## start EXERCISE INPUT

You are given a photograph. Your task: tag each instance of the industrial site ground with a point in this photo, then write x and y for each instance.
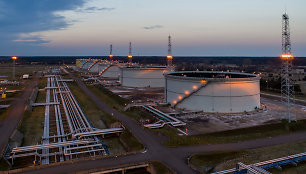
(202, 128)
(221, 161)
(201, 123)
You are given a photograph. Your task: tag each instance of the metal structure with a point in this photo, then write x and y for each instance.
(14, 68)
(287, 84)
(169, 56)
(261, 167)
(213, 91)
(111, 51)
(73, 136)
(142, 76)
(130, 53)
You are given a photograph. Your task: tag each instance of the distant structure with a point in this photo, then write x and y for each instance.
(169, 56)
(287, 85)
(111, 51)
(130, 53)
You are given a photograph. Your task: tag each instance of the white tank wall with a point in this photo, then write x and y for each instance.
(142, 77)
(216, 96)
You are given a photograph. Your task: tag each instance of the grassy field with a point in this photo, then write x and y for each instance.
(227, 160)
(98, 118)
(7, 70)
(301, 97)
(232, 135)
(3, 113)
(32, 126)
(131, 142)
(161, 168)
(95, 115)
(118, 103)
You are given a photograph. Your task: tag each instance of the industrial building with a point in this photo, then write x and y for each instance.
(105, 68)
(142, 76)
(213, 92)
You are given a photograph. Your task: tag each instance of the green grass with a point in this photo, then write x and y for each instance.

## end EXERCISE INPUT

PROBLEM REQUIREMENTS: Reproduce the entire listing above with every request line unchanged, and increase each x and y coordinate in the answer points by 21. Omit the picture from your reproduction.

CORRECT ANSWER:
You are given a photograph. Your task: tag each instance of the industrial site ground with a point in this photo, then write x and y for each instance.
(223, 149)
(242, 182)
(222, 144)
You are given a photograph. Your task: tag each instance of the metal structure with a point in this photo, then write x and y for each instance.
(35, 89)
(308, 105)
(190, 77)
(282, 188)
(234, 112)
(132, 72)
(94, 157)
(163, 97)
(151, 74)
You are given a photograph. Your task: tag each instance of the distant structure with a point in this photo, then write x and y for each instance.
(190, 77)
(308, 106)
(132, 72)
(151, 74)
You are given a photograph. Your task: tag each instance of the white tank wall with a point in this photo, then write x and y for each instance.
(163, 98)
(237, 117)
You are given a photograph. Your task: tag each instance of the grassy field with a point in this photo, then write x and y for each instance.
(248, 181)
(119, 139)
(28, 91)
(322, 118)
(253, 156)
(24, 134)
(53, 147)
(152, 163)
(182, 189)
(116, 136)
(139, 124)
You are given a photograph. Your task: tag each instance of the industrial building with a point in this photo, then write x and y for each instance.
(126, 89)
(163, 97)
(234, 113)
You are given a photograph. Your task: tag each instance of the green grass with a point in this photo, then write x and y for each instance.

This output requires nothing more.